*Source passage:*
##############################

The column control circuit 130 may select some bit lines of the bit lines BL of the memory cell array 110 according to the column address CADD, perform a read operation of reading the internal data IDATA from the memory cells MC through the selected bit lines in response to the read command RD, or perform a write operation of writing the internal data IDATA to the memory cells MC through the selected bit lines in response to the write command WT.
The repair control circuit 190 may store the bank address BKADD and the row address RADD as one of a plurality of repair addresses REP_ADD# according to the repair command PPR_EN. The repair control circuit 190 may selectively activate the plurality of repair signals REP_EN# by comparing the bank address BKADD and the row address RADD with the stored repair addresses REP_ADD#, respectively, when the active command ACT is input.
For example, the repair control circuit 190 may include an address storing circuit 192 and a repair circuit 194.
The address storing circuit 192 may include a plurality of unit memories for storing the plurality of repair addresses REP_ADD#, respectively. The unit memories may be composed of an anti-fuse, an array e-fuse (ARE) circuit, a NAND flash memory, a NOR flash memory, an EPROM, an EEPROM, or a volatile memory such as DRAM or flip-flop. The address storing circuit 192 may sequentially store the bank address BKADD and the row address RADD in the unit memories as the plurality of repair addresses REP_ADD#, according to the repair command PPR_EN.
The repair circuit 194 may generate the repair signals REP_EN# by comparing the bank address BKADD and the row address RADD with the stored repair addresses REP_ADD# according to the active command ACT, while activating a repair control signal corresponding to a repair address in which the comparison result matches.

##############################

*Tasks and exercises:*
[A] Rewrite the memory repair passage from "The repair circuit" to "comparison result matches.", changing "comparing" to "checking".
[B] Answer these questions using the memory repair passage:
(i) Which two circuits may the repair control circuit 190 include?
(ii) Through what does the column control circuit 130 read the internal data IDATA from the memory cells MC?
(iii) Which volatile memories are named as possible unit memories?
[C] Continue the memory repair passage from where it stops.
This material comes from a separate source.

(Natural language descriptions of regions)
##############################

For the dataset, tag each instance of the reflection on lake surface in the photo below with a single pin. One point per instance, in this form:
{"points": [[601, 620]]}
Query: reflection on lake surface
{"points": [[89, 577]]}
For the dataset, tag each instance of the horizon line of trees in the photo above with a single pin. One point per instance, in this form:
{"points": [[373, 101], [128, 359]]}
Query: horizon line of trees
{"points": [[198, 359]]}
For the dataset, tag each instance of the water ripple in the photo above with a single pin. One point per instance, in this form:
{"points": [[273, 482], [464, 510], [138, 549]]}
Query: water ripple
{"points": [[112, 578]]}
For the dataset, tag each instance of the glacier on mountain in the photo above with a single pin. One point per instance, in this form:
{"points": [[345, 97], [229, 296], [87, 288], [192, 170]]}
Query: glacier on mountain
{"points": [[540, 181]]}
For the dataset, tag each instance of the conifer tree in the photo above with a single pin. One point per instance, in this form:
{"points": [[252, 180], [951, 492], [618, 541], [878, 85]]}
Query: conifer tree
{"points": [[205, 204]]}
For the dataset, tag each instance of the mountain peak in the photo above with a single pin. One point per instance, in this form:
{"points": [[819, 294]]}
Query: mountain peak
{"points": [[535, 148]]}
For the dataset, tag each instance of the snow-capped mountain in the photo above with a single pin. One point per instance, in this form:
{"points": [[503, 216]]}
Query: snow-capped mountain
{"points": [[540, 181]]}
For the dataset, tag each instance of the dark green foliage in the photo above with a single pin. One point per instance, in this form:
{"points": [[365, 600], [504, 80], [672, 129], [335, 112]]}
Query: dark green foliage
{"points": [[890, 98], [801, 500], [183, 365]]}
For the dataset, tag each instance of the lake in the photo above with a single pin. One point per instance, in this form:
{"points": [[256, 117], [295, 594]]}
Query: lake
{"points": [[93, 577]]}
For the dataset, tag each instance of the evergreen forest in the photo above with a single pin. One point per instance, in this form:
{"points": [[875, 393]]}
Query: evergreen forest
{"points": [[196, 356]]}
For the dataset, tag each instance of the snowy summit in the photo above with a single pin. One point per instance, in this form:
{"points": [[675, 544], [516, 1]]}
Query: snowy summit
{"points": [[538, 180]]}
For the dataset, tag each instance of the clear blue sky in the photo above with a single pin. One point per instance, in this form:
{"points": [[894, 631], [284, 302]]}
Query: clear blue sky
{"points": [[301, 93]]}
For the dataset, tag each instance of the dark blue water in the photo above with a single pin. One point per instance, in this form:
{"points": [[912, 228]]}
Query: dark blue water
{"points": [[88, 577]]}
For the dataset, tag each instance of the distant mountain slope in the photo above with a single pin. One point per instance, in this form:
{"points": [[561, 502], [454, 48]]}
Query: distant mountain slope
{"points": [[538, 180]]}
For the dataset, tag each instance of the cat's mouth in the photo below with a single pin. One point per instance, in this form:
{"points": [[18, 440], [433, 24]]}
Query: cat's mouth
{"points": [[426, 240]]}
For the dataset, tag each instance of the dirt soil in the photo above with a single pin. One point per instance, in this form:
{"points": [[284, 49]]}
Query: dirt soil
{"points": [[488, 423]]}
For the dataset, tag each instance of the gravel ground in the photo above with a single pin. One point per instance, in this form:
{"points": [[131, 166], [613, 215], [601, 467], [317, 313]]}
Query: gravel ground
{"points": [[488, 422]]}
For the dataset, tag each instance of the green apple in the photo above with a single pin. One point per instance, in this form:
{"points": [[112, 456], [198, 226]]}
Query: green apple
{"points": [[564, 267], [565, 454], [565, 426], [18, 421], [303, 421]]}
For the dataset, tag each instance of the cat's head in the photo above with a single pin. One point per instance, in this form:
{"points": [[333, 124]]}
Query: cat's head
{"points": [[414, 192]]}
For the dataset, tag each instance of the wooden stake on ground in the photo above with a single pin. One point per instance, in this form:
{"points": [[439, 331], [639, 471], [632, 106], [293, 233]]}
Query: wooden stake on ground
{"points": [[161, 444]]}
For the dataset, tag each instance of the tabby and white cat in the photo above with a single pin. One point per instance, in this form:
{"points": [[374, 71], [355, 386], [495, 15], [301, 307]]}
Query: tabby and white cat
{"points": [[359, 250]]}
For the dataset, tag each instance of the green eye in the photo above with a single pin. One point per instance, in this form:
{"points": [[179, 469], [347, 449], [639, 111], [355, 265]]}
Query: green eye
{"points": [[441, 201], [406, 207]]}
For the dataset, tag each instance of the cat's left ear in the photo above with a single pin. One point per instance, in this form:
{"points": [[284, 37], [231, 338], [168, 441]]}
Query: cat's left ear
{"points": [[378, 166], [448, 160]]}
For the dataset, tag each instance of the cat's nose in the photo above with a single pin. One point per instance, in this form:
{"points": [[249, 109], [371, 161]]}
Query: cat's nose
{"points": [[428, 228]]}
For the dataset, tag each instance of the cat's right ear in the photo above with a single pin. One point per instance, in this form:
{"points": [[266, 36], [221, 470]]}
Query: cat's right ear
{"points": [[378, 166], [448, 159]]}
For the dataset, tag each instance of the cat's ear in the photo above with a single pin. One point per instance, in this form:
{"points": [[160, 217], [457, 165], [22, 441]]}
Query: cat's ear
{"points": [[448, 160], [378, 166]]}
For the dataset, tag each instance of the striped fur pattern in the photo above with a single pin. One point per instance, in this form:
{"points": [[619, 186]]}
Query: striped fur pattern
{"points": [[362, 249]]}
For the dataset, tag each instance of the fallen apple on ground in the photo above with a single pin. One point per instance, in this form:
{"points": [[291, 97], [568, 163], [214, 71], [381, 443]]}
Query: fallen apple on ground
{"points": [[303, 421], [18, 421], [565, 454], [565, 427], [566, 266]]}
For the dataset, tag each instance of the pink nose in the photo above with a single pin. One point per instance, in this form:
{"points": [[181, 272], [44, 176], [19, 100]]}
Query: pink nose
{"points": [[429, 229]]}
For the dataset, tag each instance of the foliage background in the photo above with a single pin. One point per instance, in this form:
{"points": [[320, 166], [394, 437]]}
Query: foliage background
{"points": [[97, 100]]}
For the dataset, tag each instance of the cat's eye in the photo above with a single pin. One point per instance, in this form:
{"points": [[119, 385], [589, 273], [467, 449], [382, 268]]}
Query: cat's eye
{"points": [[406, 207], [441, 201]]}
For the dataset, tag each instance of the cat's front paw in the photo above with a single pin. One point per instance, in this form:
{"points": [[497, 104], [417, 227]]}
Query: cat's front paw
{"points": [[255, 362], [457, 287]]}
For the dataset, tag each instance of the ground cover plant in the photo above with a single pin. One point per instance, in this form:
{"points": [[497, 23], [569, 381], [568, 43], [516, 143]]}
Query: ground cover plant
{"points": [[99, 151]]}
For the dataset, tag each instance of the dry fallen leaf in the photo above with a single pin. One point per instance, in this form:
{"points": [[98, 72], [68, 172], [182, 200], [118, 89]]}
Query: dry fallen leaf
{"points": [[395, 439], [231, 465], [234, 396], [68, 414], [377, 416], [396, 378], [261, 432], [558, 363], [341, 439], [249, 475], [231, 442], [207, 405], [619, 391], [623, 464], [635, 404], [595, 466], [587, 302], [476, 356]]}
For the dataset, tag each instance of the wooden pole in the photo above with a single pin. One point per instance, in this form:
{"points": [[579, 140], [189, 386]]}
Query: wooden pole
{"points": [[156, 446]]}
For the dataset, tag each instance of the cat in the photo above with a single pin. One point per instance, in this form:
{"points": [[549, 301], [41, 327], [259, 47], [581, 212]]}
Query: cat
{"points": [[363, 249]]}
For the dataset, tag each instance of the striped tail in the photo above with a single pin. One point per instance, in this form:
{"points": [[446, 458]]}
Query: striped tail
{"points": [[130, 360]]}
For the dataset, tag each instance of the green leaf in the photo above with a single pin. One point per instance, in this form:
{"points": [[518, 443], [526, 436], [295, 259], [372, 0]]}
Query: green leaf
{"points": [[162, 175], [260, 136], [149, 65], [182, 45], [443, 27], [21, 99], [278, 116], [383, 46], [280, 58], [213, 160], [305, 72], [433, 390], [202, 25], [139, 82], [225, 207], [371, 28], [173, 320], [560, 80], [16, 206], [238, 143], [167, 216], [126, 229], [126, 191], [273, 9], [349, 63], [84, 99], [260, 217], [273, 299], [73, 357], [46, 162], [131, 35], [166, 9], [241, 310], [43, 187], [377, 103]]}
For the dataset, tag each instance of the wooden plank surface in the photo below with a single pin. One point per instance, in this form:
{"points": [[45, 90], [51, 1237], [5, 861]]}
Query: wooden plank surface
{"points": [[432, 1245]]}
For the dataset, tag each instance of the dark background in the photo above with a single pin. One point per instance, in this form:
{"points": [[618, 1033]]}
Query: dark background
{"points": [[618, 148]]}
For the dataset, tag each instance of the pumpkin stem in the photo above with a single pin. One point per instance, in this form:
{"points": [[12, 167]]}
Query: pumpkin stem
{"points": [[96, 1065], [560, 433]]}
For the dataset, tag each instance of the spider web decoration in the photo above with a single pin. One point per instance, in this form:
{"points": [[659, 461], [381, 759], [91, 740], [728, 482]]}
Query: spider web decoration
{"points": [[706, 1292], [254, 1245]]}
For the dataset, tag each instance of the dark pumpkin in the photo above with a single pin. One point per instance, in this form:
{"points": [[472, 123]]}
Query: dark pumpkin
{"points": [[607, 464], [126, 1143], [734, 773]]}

##############################

*Numbered answers:*
[A]
The repair circuit 194 may generate the repair signals REP_EN# by checking the bank address BKADD and the row address RADD with the stored repair addresses REP_ADD# according to the active command ACT, while activating a repair control signal corresponding to a repair address in which the comparison result matches.

[B]
(i) An address storing circuit 192 and a repair circuit 194.
(ii) Through the selected bit lines.
(iii) DRAM or flip-flop.

[C]
As described above, the fault analysis engine 250 of the memory controller 200 of FIG. 1 may analyze the fault of the memory device 100 by reflecting the device information of the memory device 100 onto the accumulated error information. In this case, the device information may include the architectural information on the plurality of cell blocks included in each bank, and the data input/output information. The architectural information on the plurality of cell blocks may include one or more selected from a layout of word lines and bit lines of each cell block, a layout of redundancy word lines and bit lines of each cell block, the number of memory cells arranged per word line, the number of bit lines specified by one column address, a layout of bit line sense amplifiers of each cell block, and a layout of word line drivers (or sub-word line drivers) of each cell block, as shown in FIGS. 4 and 5. Also, the data input/output information may include a mapping information between the plurality of data pads and the plurality of cell blocks according to the data width option and the burst length, as described in FIG. 2. The mapping information may include one or more selected from a data pad (DQ) aligned structure, a burst length (BL) aligned structure, and a mixed aligned structure of the DQ aligned structure and the BL aligned structure, which will be described in FIGS. 6A to 6C.
Hereinafter, a data input/output operation according to a mapping information of the memory device 100 will be described with reference to FIGS. 6A to 8C. In the following exemplary embodiments, the data width option is set to 4 and the burst length is set to 8.
FIGS. 6A to 6C are diagrams for describing a data input/output operation in a first input/output mode (CASE I).
Referring to FIG. 6A, in the first input/output mode (CASE I), each of first to fourth cell blocks MB0 to MB3 may correspond to first to fourth data pads DQ[0] to DQ[3] on a one-to-one basis, and data of one cell block may be input/output through a corresponding data pad during burst length BL[0] to BL[7]. The first input/output mode (CASE I) may be referred to as a DQ aligned structure. In FIG. 6A, a case in which 8-bit data is output per cell block is illustrated.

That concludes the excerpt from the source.